▶ [Your instructions]:
Please update the entries below by changing "every instance" to "each instance" and leave everything else unchanged. Leave the pictures out of your answer.

▶ [Data listing]:
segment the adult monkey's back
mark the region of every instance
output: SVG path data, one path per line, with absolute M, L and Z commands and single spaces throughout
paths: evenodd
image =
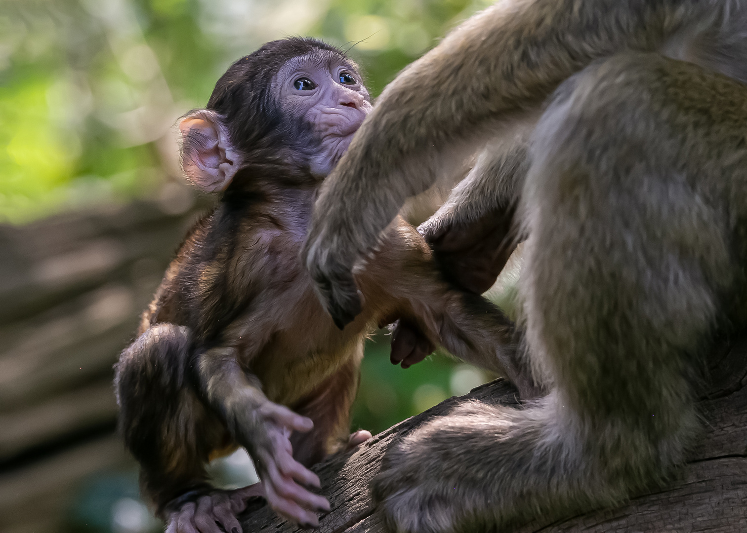
M 745 82 L 745 2 L 507 0 L 384 91 L 315 208 L 305 252 L 327 308 L 356 314 L 358 258 L 480 152 L 422 230 L 482 290 L 518 203 L 527 357 L 551 390 L 462 407 L 391 449 L 374 490 L 397 531 L 613 503 L 683 460 L 700 358 L 747 325 Z

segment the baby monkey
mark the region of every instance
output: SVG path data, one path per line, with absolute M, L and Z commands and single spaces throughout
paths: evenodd
M 344 328 L 300 259 L 319 187 L 371 110 L 355 63 L 323 43 L 274 41 L 218 80 L 179 122 L 184 173 L 217 207 L 190 231 L 116 367 L 125 442 L 169 533 L 238 533 L 252 496 L 306 526 L 327 501 L 308 467 L 362 442 L 349 435 L 365 335 L 400 318 L 436 344 L 531 390 L 513 325 L 442 280 L 397 219 L 356 276 L 364 302 Z M 366 194 L 362 190 L 360 194 Z M 205 464 L 244 446 L 261 483 L 221 490 Z

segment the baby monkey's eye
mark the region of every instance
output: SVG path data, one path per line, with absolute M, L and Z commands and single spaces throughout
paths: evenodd
M 317 88 L 316 84 L 308 78 L 299 78 L 293 82 L 293 87 L 298 90 L 311 90 Z
M 355 85 L 356 78 L 350 72 L 341 72 L 340 74 L 340 83 L 344 85 Z

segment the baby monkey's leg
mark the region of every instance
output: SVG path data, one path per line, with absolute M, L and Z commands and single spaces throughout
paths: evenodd
M 293 456 L 310 467 L 329 455 L 354 447 L 368 440 L 367 431 L 350 433 L 350 407 L 356 399 L 363 359 L 362 340 L 347 361 L 317 386 L 316 390 L 294 405 L 294 411 L 314 421 L 308 433 L 294 433 Z
M 188 328 L 153 325 L 123 352 L 114 381 L 120 430 L 140 464 L 143 495 L 156 514 L 172 523 L 171 531 L 182 533 L 197 531 L 193 518 L 181 525 L 170 518 L 213 490 L 205 464 L 212 450 L 231 443 L 224 424 L 205 408 L 185 375 L 191 346 Z M 230 520 L 223 525 L 231 531 Z

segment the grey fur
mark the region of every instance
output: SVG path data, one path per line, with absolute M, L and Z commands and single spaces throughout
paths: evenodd
M 498 164 L 422 228 L 518 200 L 527 354 L 551 390 L 391 449 L 373 488 L 393 530 L 505 531 L 614 504 L 683 460 L 708 343 L 747 325 L 746 28 L 738 0 L 502 1 L 384 91 L 324 184 L 307 267 L 354 300 L 337 281 L 403 199 L 488 150 Z M 503 165 L 522 143 L 486 135 L 542 102 L 527 161 Z

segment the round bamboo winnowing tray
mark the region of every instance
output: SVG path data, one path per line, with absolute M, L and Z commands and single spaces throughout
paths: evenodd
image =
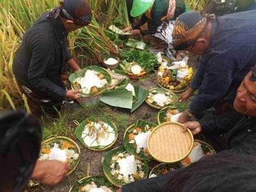
M 193 136 L 189 130 L 183 131 L 183 125 L 167 122 L 157 126 L 148 140 L 150 154 L 157 161 L 165 163 L 179 162 L 190 153 Z

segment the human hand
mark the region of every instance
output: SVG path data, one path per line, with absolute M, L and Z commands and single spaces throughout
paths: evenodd
M 126 32 L 129 32 L 130 31 L 132 31 L 133 29 L 132 29 L 132 26 L 128 26 L 128 27 L 126 27 L 123 30 L 122 30 L 122 31 L 123 33 L 126 33 Z
M 79 94 L 80 90 L 68 90 L 66 92 L 66 98 L 68 99 L 72 99 L 74 100 L 77 100 L 78 99 L 82 98 L 82 96 Z
M 190 117 L 185 112 L 184 112 L 179 118 L 178 122 L 180 123 L 184 123 L 190 121 Z
M 66 163 L 55 160 L 38 160 L 31 178 L 40 180 L 44 185 L 54 185 L 63 180 L 70 170 L 70 167 Z
M 202 131 L 202 128 L 200 123 L 196 121 L 190 121 L 184 123 L 183 130 L 190 129 L 193 135 L 198 134 Z
M 131 34 L 131 36 L 135 36 L 137 35 L 140 35 L 141 34 L 141 31 L 138 29 L 135 29 L 134 30 L 132 30 L 132 34 Z
M 193 94 L 195 90 L 191 87 L 189 87 L 186 91 L 181 93 L 178 98 L 178 101 L 180 103 L 186 101 Z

▶ [Correct output]:
segment the adult monkey's back
mark the region of each instance
output: SVG path data, one path per line, with absolute M, L and Z commands and single spaces throughout
paths: evenodd
image =
M 745 82 L 745 2 L 507 0 L 384 91 L 315 208 L 305 252 L 327 308 L 356 314 L 358 258 L 480 152 L 422 230 L 482 290 L 518 203 L 527 357 L 551 390 L 462 407 L 391 449 L 374 490 L 397 531 L 613 503 L 683 460 L 700 358 L 747 325 Z

segment the baby monkey
mark the region of each instance
output: SVG path data, one path per line, with absolute M, L and Z commands and single spaces throughout
paths: evenodd
M 344 328 L 300 259 L 319 187 L 371 110 L 355 63 L 323 43 L 274 41 L 218 80 L 179 122 L 184 173 L 217 207 L 190 231 L 116 367 L 125 442 L 169 533 L 238 533 L 252 496 L 306 526 L 327 501 L 308 467 L 362 442 L 349 435 L 365 335 L 400 318 L 436 344 L 531 390 L 513 325 L 442 280 L 397 219 L 356 276 L 364 302 Z M 366 194 L 362 190 L 360 194 Z M 205 464 L 244 446 L 261 483 L 221 490 Z

segment the baby monkey's eye
mark the region of each instance
output: SVG path data, one path per line, with absolute M, L and Z commands and single spaces throughout
paths: evenodd
M 317 88 L 316 84 L 308 78 L 299 78 L 293 82 L 293 87 L 298 90 L 311 90 Z
M 355 85 L 356 78 L 350 72 L 341 72 L 340 74 L 340 83 L 344 85 Z

segment the baby monkey's leg
mark the region of each instance
output: SVG path data, one path per line, with absolute M, L and Z commands and single spaces throughout
paths: evenodd
M 293 456 L 310 467 L 329 455 L 354 447 L 368 440 L 367 431 L 350 433 L 350 407 L 356 399 L 363 359 L 362 340 L 347 361 L 317 386 L 316 390 L 294 405 L 294 411 L 314 421 L 308 433 L 294 433 Z
M 188 328 L 153 325 L 123 352 L 114 381 L 120 430 L 140 464 L 143 495 L 156 514 L 172 523 L 171 531 L 182 533 L 197 531 L 193 518 L 181 525 L 170 518 L 213 490 L 205 464 L 212 450 L 231 443 L 224 424 L 205 408 L 185 375 L 191 346 Z M 230 520 L 223 525 L 231 531 Z

segment the grey fur
mark the region of each instance
output: SVG path data, one path per line, with absolute M, L and Z commands and single spaces throughout
paths: evenodd
M 498 164 L 422 228 L 518 200 L 527 354 L 551 390 L 391 449 L 373 488 L 393 530 L 505 531 L 614 504 L 683 460 L 708 343 L 747 325 L 746 28 L 738 0 L 502 1 L 384 91 L 324 184 L 307 267 L 354 300 L 337 281 L 403 199 L 488 150 Z M 503 165 L 522 143 L 486 135 L 542 102 L 527 161 Z

segment the round bamboo winnowing tray
mark the region of each instance
output: SVG path data, one path per line, with absolute M, L and Z commands and single spaces throughout
paths: evenodd
image =
M 193 136 L 189 130 L 183 131 L 183 125 L 167 122 L 157 126 L 148 140 L 150 154 L 157 161 L 165 163 L 179 162 L 190 153 Z

segment the human hand
mark the region of each instance
output: SVG path data, one path per line, with absolute M, L and Z commands and single spaces throughout
paths: evenodd
M 126 32 L 129 32 L 130 31 L 132 31 L 133 29 L 132 29 L 132 26 L 128 26 L 128 27 L 126 27 L 123 30 L 122 30 L 122 31 L 123 33 L 126 33 Z
M 79 94 L 80 90 L 68 90 L 66 92 L 66 98 L 68 99 L 72 99 L 74 100 L 77 100 L 78 99 L 82 98 L 82 96 Z
M 190 117 L 185 112 L 184 112 L 179 118 L 178 122 L 180 123 L 184 123 L 190 121 Z
M 66 163 L 55 160 L 38 160 L 31 178 L 40 180 L 44 185 L 54 185 L 63 180 L 70 170 L 70 167 Z
M 202 131 L 202 128 L 200 123 L 196 121 L 190 121 L 184 123 L 183 130 L 190 129 L 193 135 L 198 134 Z
M 131 34 L 131 36 L 135 36 L 137 35 L 140 35 L 141 34 L 141 31 L 138 29 L 135 29 L 134 30 L 132 30 L 132 34 Z
M 193 94 L 195 90 L 191 87 L 189 87 L 186 91 L 181 93 L 178 98 L 178 101 L 180 103 L 186 101 Z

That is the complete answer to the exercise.